● **Exercise inputs**
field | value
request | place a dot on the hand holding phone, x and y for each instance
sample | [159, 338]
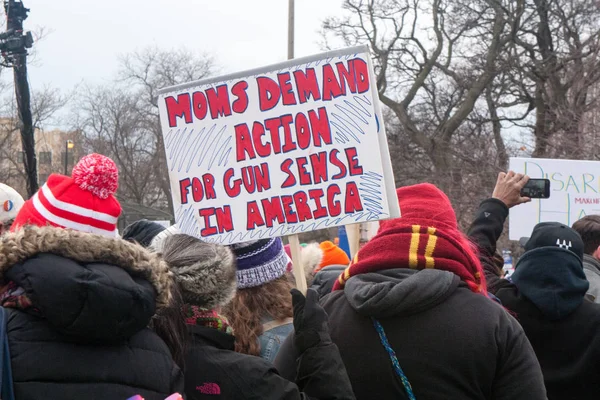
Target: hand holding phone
[508, 188]
[536, 189]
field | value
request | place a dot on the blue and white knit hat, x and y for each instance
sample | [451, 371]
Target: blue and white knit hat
[259, 261]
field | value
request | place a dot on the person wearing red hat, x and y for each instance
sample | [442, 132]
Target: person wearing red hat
[412, 318]
[78, 299]
[84, 202]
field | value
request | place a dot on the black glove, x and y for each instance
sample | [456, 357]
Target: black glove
[310, 321]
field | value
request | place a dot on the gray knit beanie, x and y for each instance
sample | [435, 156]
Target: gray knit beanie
[206, 272]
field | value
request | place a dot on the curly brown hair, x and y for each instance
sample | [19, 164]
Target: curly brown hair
[248, 308]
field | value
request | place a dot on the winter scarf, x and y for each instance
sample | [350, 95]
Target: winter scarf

● **Directions for this task**
Can you return every line of the records above word for word, leaving out the pictures?

● **Result of this task**
field | value
request | place a dot on the hand holding phone, x and y for each instance
sample | [159, 338]
Target: hand holding phone
[508, 188]
[536, 189]
field | value
request | place a dot on the blue and white knit hat, x and y for each instance
sample | [451, 371]
Target: blue and white knit hat
[259, 261]
field | value
request | place a dot on the person wearing red hat, x and y for each instance
sample | [442, 132]
Target: person wearing red hat
[412, 318]
[78, 299]
[84, 202]
field | value
request | place a dot on the black glove, x and y for each instance
sample | [456, 357]
Target: black glove
[310, 321]
field | value
request | place a dot on the gray knit beanie, x and y for each instance
sample | [435, 156]
Target: gray knit beanie
[206, 272]
field | value
request | place a dot on the curly brown hair, x and y for each instance
sample | [19, 164]
Target: curly brown hair
[248, 308]
field | value
request | place a dot on the winter scarf, x and y for each instance
sample | [350, 95]
Target: winter scarf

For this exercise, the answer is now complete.